*SELECTED TEXT*.
Ever since the age of 2, when his hair first started growing in, my son Elijah has been mistaken for a girl. As he grew, so did his curls; they now frame his face and inch toward his shoulders, with every offer to trim them rebuffed. Elijah was 3 when he started painting his toenails; he had been watching me give myself pedicures, and decided that his toes needed some color as well. Now, at 4, he parades around his best friend's house wearing her frilliest purple dress while they play detailed and intense games of "Princess."
Completely unwittingly, Elijah has been eschewing gender stereotypes almost his entire four years of life, and I couldn't be prouder. And he's not alone. Children have inadvertently been rejecting and blurring gender constructs ever since there have been children, but for the past few years, media coverage of young boys donning princess gear and painting their nails has been on the upswing—for better or worse.
For Sarah Manley, whose nom de blog is Nerdy Apple Bottom, the Internet seemed to explode the day after she wrote, on her personal blog, about her son dressing up as Scooby-Doo's Daphne for Halloween. In the post, Manley wrote in frustration about getting flak from some fellow parents after dropping off her costumed son, Boo, at school.
Two mothers went wide-eyed and made faces as if they smelled decomp. And I realize that my son is seeing the same thing I am. So I say, "Doesn't he look great?" And Mom A says in disgust, "Did he ask to be that?!" And then Mom C approaches. She had been in the main room, saw us walk in, and followed us down the hall to let me know her thoughts. And they were that I should never have "allowed" this and thank God it wasn't next year when he was in kindergarten since I would have had to put my foot down and "forbidden" [it].
Manley rightly observes, "If my daughter had dressed as Batman, no one would have thought twice about it. No one." But the mothers of Boo's classmates (the kids themselves thought the Daphne costume was just great) weren't the only ones with strong reactions. Manley's post, titled "My Son Is Gay," quickly went viral, and soon garnered more than 45,000 responses, running the gamut from supportive to vicious.

*EXTRACTED RECORDS*.
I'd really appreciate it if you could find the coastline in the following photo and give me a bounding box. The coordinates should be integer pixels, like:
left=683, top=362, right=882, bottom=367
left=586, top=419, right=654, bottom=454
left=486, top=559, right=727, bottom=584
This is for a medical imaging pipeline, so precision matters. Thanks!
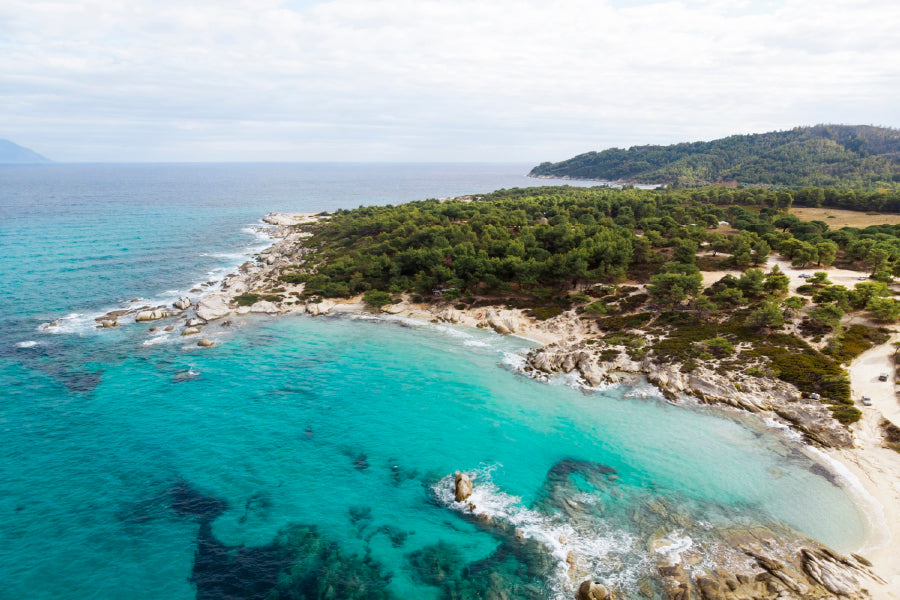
left=82, top=213, right=900, bottom=600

*WORK TO COMPLETE*. In the text about boys and gender stereotypes, what was the title of Sarah Manley's blog post? The records are separate material, unrelated to the text.

*OUTPUT FOR THIS TASK*. "My Son Is Gay"